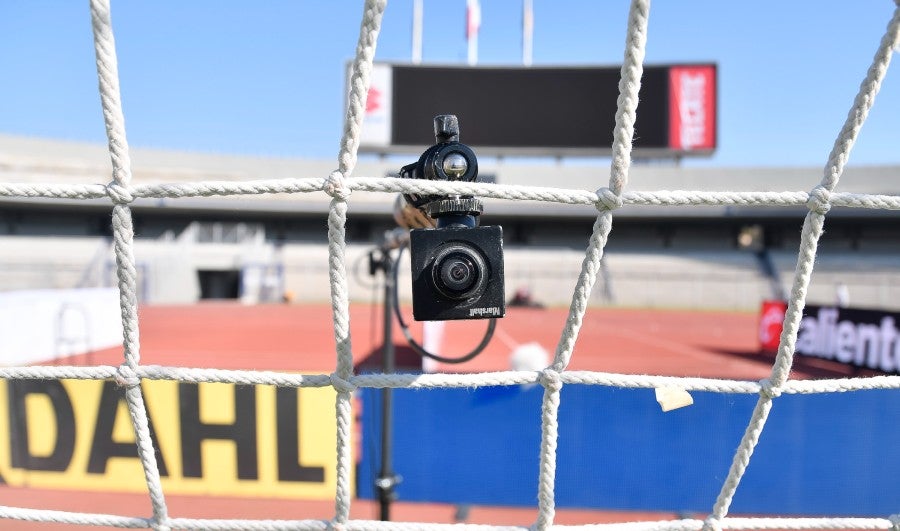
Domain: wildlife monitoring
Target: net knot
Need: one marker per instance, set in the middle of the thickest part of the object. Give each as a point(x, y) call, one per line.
point(608, 200)
point(712, 524)
point(342, 385)
point(551, 379)
point(119, 194)
point(127, 377)
point(336, 186)
point(819, 200)
point(895, 518)
point(768, 389)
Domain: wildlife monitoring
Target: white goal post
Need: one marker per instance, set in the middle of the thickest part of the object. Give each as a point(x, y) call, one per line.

====================

EXERCISE BRIEF:
Reproduce the listing above verbatim, from start to finish, leaving out the picture.

COMPLETED EXERCISE:
Domain: wildlife monitoring
Target: net knot
Need: one marker per instance, set in the middle of the thickest part of the object. Give each as a point(x, y) call, one per line.
point(608, 200)
point(712, 524)
point(342, 385)
point(551, 379)
point(119, 194)
point(127, 377)
point(336, 186)
point(819, 200)
point(895, 518)
point(768, 389)
Domain: wildlife monitoring
Target: white goal post
Need: one marker per instance, set in the middle of the thickest part of the object. Give each as a point(x, y) call, one per line.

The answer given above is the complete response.